Os camponeses torturados pela ditadura no Brasil merecem respeito e indenização. Por Ana Maria Oliveira

Atualizado em 1 de abril de 2019 às 18:42
Os camponeses do Araguaia reunidos em Brasília para defender seus direitos

Fui designada Conselheira da Comissão de Anistia do Ministério da Justiça do Brasil após a edição da Lei 9.504 de 2002, quando Dr. Marcelo Lavenère exercia a presidência.

Trabalho pro bono, de relevantes serviços prestados ao povo brasileiro ao país, e a democracia, dedicado à memória,  verdade e justiça, o tripé da Justiça de Transição. Dar voz aos que lutaram pelas liberdades, conceder reparação pelas violações sofridas e pedir desculpas em nome do Estado Democrático de Direito pelo arbítrio cometido pelo estado de exceção, tudo isso foi, sem duvida, um dos melhores trabalhos da minha vida.

O golpe civil-militar de 1o. de abril de 1964 produziu, em 21 anos, violações transgeracionais e, depois de 55 anos, as atitudes do atual  governo continuam produzindo graves violações aos direitos humanos, com a falta de respeito às vitimas, especialmente os camponeses, sobre os quais me debrucei com maior atenção.

Falo dos camponeses do Araguaia, sul do Pará, meu Estado. E do Grupo dos Onze, nos Estado do Paraná, Santa Catarina e Rio Grande do Sul.

A Guerrilha do Araguaia é de todos conhecida, pela produção de vasto material que incluem livros, filmes, reportagens que podem ser vistos numa busca nos sítios da internet.

Pouco conhecida é a ditadura na vida dos camponeses. Os relatos são dramáticos. Acusados de proteger os guerrilheiros, paulistas, povo da mata, como eram conhecidos os militantes do PCdoB, os camponeses, pobres e analfabetos, nem sequer sabiam o que estava acontecendo no país, sem comunicação, pois não tinham rádio. Foram presos em buracos na base da Bacaba em Marabá, torturados com diversos métodos, inclusive ficando horas de pé na lata de leite moça, compelidos a guiar na mata os militares.  O mais perverso foi a expulsão das terras que ocupavam, a violência contra as mulheres e o sequestro e adoções ilegais de crianças, este último investigado pelo jornalista Eduardo Reina.

As famílias foram expulsas da terra sem direito a colher o que plantavam e sem poder levar seus pertences e não puderam mais retornar. Após o encerramento das ações dos militares na região, as terras foram VENDIDAS para fazendeiros. Obrigados a viver na periferia das cidades da região, foram submetidos à discriminação de toda ordem, acusados de ajudar terroristas. Imaginem-se os efeitos discriminatórios em cidades pequenas do interior do Brasil.

#### [TRECHOS DOS DADOS]

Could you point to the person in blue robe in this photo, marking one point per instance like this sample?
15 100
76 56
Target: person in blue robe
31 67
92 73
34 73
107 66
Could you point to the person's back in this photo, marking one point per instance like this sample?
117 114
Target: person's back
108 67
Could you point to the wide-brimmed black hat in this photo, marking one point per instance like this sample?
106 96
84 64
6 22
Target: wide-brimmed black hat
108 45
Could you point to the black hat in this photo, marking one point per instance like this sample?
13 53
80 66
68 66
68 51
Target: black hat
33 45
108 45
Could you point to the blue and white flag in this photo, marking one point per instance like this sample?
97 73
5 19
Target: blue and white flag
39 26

---

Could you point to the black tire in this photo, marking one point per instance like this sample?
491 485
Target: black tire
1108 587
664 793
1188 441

#### [TAREFA INDICADA]
Extraia sem nenhuma alteração o trecho do texto sobre os camponeses e a ditadura que começa em "Atualizado em 1" e termina em "exercia a presidência.".

#### [RESULTADO]
Atualizado em 1 de abril de 2019 às 18:42
Os camponeses do Araguaia reunidos em Brasília para defender seus direitos

Fui designada Conselheira da Comissão de Anistia do Ministério da Justiça do Brasil após a edição da Lei 9.504 de 2002, quando Dr. Marcelo Lavenère exercia a presidência.